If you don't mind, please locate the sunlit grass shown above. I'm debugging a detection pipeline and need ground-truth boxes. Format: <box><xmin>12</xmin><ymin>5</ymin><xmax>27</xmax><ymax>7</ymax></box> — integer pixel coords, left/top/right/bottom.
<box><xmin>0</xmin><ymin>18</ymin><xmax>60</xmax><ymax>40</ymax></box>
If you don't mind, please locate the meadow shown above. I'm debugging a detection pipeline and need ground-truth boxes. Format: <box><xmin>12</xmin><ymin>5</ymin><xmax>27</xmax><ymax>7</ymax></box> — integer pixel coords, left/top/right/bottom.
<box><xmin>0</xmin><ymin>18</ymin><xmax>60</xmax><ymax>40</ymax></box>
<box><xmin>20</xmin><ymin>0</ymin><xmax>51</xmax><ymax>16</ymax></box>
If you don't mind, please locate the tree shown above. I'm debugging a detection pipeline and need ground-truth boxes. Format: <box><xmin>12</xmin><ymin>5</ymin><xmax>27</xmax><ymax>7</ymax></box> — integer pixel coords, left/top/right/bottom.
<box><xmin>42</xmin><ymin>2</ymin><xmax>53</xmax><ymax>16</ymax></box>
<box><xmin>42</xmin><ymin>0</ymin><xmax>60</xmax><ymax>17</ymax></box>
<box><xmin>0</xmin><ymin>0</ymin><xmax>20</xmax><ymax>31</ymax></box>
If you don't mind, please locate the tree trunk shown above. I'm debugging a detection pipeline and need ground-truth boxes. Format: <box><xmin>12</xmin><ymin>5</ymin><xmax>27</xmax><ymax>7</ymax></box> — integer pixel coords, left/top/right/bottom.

══════════

**Brief:** Reproduce all of the entries above, with every character unchanged.

**Exercise response:**
If you don't mind, please locate the sunlit grass shown above. I'm debugging a detection pipeline and need ground-truth boxes. Format: <box><xmin>12</xmin><ymin>5</ymin><xmax>27</xmax><ymax>7</ymax></box> — integer pixel coords, left/top/right/bottom.
<box><xmin>0</xmin><ymin>18</ymin><xmax>60</xmax><ymax>40</ymax></box>
If you don't mind, please locate the meadow shown above. I'm debugging a detection pipeline and need ground-truth boxes. Format: <box><xmin>12</xmin><ymin>5</ymin><xmax>27</xmax><ymax>7</ymax></box> — integer pixel coords, left/top/right/bottom.
<box><xmin>0</xmin><ymin>18</ymin><xmax>60</xmax><ymax>40</ymax></box>
<box><xmin>20</xmin><ymin>0</ymin><xmax>51</xmax><ymax>16</ymax></box>
If you don't mind, please locate the tree shown above. I'm debugging a detection pipeline and need ground-truth boxes. Format: <box><xmin>12</xmin><ymin>5</ymin><xmax>27</xmax><ymax>7</ymax></box> — integer pixel coords, left/top/right/bottom.
<box><xmin>42</xmin><ymin>2</ymin><xmax>53</xmax><ymax>16</ymax></box>
<box><xmin>42</xmin><ymin>0</ymin><xmax>60</xmax><ymax>17</ymax></box>
<box><xmin>0</xmin><ymin>0</ymin><xmax>20</xmax><ymax>31</ymax></box>
If you don't mind, please locate the tree trunk shown above. I'm debugging a detection pipeline and need ground-truth boxes. Format: <box><xmin>12</xmin><ymin>5</ymin><xmax>27</xmax><ymax>7</ymax></box> — integer pixel coords, left/top/right/bottom.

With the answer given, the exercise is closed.